(Natural-language object grounding data)
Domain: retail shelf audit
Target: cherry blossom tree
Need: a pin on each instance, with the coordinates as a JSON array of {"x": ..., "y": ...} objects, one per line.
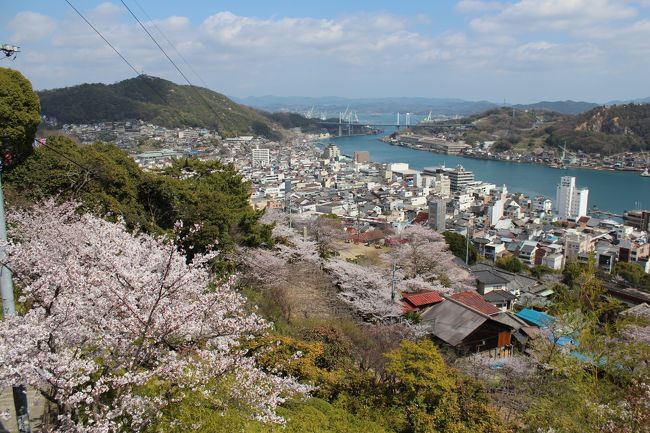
[
  {"x": 110, "y": 313},
  {"x": 367, "y": 289},
  {"x": 425, "y": 254}
]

Activity:
Print each line above exactly as it appears, excluding all images.

Solution to this problem:
Domain: retail shelf audit
Target: cherry blossom tree
Need: a pin on each instance, with the coordinates as a JSON array of {"x": ..., "y": ...} objects, one per line.
[
  {"x": 110, "y": 313},
  {"x": 367, "y": 289},
  {"x": 425, "y": 254}
]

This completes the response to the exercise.